*** Page text

In the next step we will use Azure Open AI Service to analyse our data. Azure OpenAI Service also comes with some of the models prebuild in Fabric, however it is available for capacities at least F64.

Let's start with the Completion task. In this scenario for every text LLM model suggest next words and sentences. We will provide reviews and analyse what the text-davinci-003 suggests as next elements of the text.

In [None]:
from synapse.ml.cognitive.openai import OpenAICompletion
from pyspark.sql.functions import col

taxi_top = taxi_with_reviews.limit(10)

deployment_name = "text-davinci-003" # deployment_name could be text-davinci-003 or code-cushman-002
completion = (
    OpenAICompletion()
    .setDeploymentName(deployment_name)
    .setMaxTokens(200)
    .setPromptCol("review")
    .setErrorCol("error")
    .setOutputCol("completions")
)

completed_df = completion.transform(taxi_top).cache()
display(
    completed_df.select(
        col("review"),
        col("error"),
        col("completions.choices.text").getItem(0).alias("text"),
    )
)

The completion tasks relies on older GPT models like da-vinci. More oppotunities arise when we us chat-completion task.

Chat completion allows us to use GPT in versions 3.5 or 4. It brings us the most reliable answers by specifing system message, and user prompt. To provide this information for prebuilt model we need to prepare our data.

The model expects the data to be in the following format:

[
        {"role": "system", "content": "You are a helpful assistant."},
        {"role": "user", "content": here values from column with text}
]

We will start by analysing an example dataframe

In [None]:

import synapse.ml.core
from synapse.ml.services.openai import *

In [None]:
from pyspark.sql import Row
from pyspark.sql.types import *


def make_message(role, content):
    return Row(role=role, content=content, name=role)


chat_df = spark.createDataFrame(
    [
        (
            [
                make_message(
                    "system", "You are an AI chatbot with red as your favorite color"
                ),
                make_message("user", "Whats your favorite color"),
            ],
        ),
        (
            [
                make_message("system", "You are very excited"),
                make_message("user", "How are you today"),
            ],
        ),
    ]
).toDF("messages")


chat_completion = (
    OpenAIChatCompletion()
    .setDeploymentName("gpt-35-turbo-16k") # deploymentName could be one of {gpt-35-turbo, gpt-35-turbo-16k, gpt-4}
    .setMessagesCol("messages")
    .setErrorCol("error")
    .setOutputCol("chat_completions")
)

display(
    chat_completion.transform(chat_df).select(
        "messages", "chat_completions.choices.message.content"
    )
)

Now let's try to achieve similar results for Taxi Dataset, by preparing the dataframe.

******
*** Dataset content

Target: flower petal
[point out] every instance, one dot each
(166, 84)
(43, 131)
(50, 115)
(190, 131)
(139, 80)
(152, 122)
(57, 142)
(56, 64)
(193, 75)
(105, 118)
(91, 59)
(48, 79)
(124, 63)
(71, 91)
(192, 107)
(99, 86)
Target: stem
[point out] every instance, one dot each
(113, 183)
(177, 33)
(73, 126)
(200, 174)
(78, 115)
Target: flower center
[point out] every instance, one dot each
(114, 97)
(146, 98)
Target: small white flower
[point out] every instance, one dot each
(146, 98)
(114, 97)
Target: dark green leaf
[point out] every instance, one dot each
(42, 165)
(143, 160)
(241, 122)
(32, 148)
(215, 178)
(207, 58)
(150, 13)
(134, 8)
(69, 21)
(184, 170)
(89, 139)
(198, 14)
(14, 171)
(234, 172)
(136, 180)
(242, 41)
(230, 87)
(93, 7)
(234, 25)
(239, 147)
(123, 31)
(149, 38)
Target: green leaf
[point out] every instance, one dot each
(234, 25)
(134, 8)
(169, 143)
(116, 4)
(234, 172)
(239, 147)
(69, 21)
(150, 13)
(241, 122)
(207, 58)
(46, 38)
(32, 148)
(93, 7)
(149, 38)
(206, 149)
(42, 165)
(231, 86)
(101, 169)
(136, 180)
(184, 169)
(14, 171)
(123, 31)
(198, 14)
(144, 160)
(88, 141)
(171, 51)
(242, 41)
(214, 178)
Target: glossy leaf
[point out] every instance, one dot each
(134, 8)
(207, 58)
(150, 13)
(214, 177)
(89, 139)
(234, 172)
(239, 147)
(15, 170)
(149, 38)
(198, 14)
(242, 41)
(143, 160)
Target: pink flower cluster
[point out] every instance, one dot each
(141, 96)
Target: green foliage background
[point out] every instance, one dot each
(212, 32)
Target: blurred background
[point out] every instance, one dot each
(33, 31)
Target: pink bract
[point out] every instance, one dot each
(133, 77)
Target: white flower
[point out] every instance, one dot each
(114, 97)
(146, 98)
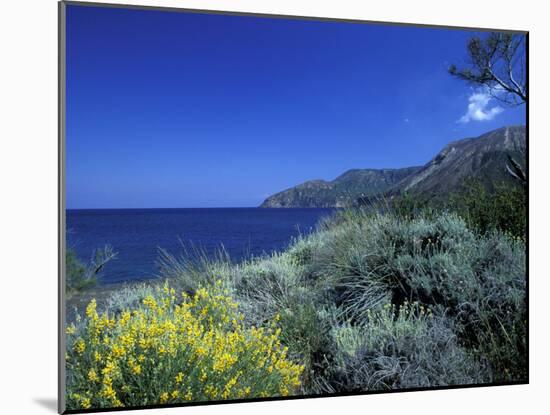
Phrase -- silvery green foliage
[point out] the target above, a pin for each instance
(399, 349)
(375, 300)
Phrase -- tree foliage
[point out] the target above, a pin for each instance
(498, 63)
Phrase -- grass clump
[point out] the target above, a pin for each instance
(373, 300)
(171, 351)
(399, 348)
(80, 276)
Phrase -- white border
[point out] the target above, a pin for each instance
(28, 33)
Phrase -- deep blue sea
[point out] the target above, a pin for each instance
(136, 234)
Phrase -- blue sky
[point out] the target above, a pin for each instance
(192, 110)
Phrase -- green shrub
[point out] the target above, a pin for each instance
(477, 280)
(400, 348)
(79, 276)
(503, 208)
(172, 351)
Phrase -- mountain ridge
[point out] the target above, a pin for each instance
(483, 157)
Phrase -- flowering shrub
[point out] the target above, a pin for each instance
(170, 351)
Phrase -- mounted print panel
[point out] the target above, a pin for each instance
(261, 207)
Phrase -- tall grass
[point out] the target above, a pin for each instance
(378, 299)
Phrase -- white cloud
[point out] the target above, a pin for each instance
(478, 108)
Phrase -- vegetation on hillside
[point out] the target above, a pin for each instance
(78, 275)
(375, 299)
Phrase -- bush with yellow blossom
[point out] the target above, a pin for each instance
(175, 349)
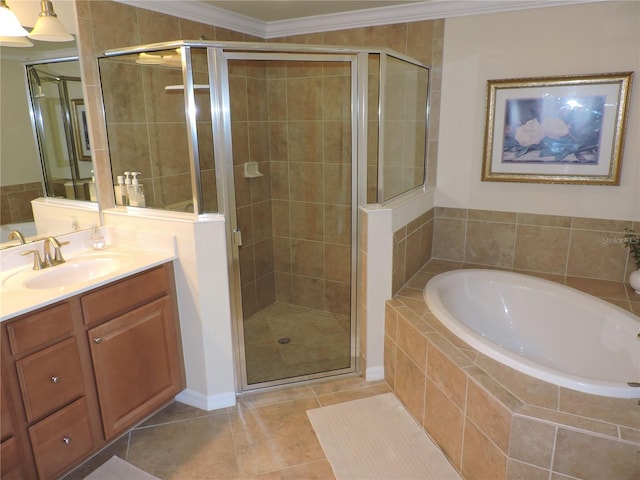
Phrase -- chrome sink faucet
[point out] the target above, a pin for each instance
(50, 259)
(56, 258)
(17, 235)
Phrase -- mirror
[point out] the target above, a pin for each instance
(23, 174)
(60, 124)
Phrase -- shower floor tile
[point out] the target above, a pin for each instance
(285, 340)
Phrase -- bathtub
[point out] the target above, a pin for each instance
(543, 329)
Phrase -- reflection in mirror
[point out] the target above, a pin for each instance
(60, 123)
(148, 131)
(22, 176)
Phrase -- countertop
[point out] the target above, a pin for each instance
(16, 300)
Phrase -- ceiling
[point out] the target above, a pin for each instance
(276, 10)
(279, 18)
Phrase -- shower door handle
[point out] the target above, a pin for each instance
(237, 237)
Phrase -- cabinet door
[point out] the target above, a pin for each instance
(6, 424)
(10, 468)
(136, 364)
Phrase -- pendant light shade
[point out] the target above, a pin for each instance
(48, 27)
(9, 24)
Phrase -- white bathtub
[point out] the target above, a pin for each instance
(541, 328)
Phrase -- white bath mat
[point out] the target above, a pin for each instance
(376, 438)
(117, 469)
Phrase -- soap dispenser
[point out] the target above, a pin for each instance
(93, 196)
(120, 191)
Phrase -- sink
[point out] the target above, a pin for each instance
(77, 270)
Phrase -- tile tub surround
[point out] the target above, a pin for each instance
(412, 245)
(494, 422)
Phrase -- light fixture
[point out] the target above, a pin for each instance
(6, 41)
(9, 24)
(48, 27)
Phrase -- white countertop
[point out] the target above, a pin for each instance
(133, 258)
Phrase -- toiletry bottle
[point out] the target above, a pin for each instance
(120, 191)
(127, 186)
(136, 196)
(97, 238)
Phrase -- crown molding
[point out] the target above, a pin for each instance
(413, 12)
(202, 13)
(427, 10)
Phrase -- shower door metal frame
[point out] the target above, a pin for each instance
(221, 117)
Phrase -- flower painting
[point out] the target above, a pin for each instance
(556, 130)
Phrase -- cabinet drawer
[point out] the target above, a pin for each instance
(10, 468)
(122, 296)
(6, 423)
(39, 328)
(62, 439)
(50, 378)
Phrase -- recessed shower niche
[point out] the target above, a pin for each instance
(286, 141)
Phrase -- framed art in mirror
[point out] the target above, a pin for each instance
(556, 129)
(81, 129)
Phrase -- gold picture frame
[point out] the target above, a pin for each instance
(556, 129)
(80, 129)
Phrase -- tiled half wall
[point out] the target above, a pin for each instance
(557, 246)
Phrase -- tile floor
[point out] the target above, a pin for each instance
(267, 435)
(319, 341)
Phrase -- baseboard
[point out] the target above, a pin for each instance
(374, 374)
(204, 402)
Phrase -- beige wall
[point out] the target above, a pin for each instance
(579, 39)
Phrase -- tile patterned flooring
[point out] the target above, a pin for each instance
(266, 436)
(320, 341)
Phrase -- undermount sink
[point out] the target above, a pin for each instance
(77, 270)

******

Work instruction 1
Using the Azure OpenAI notebook text, answer each question.
(a) What is the minimum Fabric capacity needed to use the prebuilt Azure OpenAI Service models?
(b) What value is passed to setMaxTokens in the completion example?
(c) Which deployment name is set in the chat completion example?
Work instruction 2
Extend the Azure OpenAI notebook text past its last sentence by preparing the taxi reviews in the system and user message format it describes.

Output 1
(a) F64
(b) 200
(c) "gpt-35-turbo-16k"

Output 2
In [None]:
from pyspark.sql import Row
from pyspark.sql.functions import udf
from pyspark.sql.types import ArrayType, StructType, StructField, StringType


# Define the schema for the Row structure
row_schema = ArrayType(StructType([
    StructField("role", StringType(), False),
    StructField("content", StringType(), False),
    StructField("name", StringType(), False)
]))

# Define the UDF to create the desired structure
@udf(row_schema)
def create_structure(review):
    return [
        Row(role='system', content='You are a helpful assistant that returns the sentiment of the message. You respond with one word: positive, mixed, negative', name='system'),
        Row(role='user', content=review, name='user')
    ]

# Add the new column with the structured data using the UDF
taxi_with_reviews_sentimet = taxi_with_reviews.withColumn("prompt", create_structure("review"))

# Show the result
display(taxi_with_reviews_sentimet)

The problem that we tried to solve with OpenAI is similar to the one with TextAnalytics, Sentiment Analysis. The key part of our code is the system message. In our case it's

        Row(role='system', content='You are a helpful assistant that returns the sentiment of the message. You respond with one word: positive, mixed, negative', name='system'),

You can customise this message however you want, and with this simple code deal with multiple problems like sentiment analysis, entity recognition, classification, or generating responses to reviews


Finally, it's time to release your own creativity. Try different system messages on the code below.

In [None]:
from pyspark.sql import Row
from pyspark.sql.functions import udf
from pyspark.sql.types import ArrayType, StructType, StructField, StringType


# Define the schema for the Row structure
row_schema = ArrayType(StructType([
    StructField("role", StringType(), False),
    StructField("content", StringType(), False),
    StructField("name", StringType(), False)
]))

# Define the UDF to create the desired structure
@udf(row_schema)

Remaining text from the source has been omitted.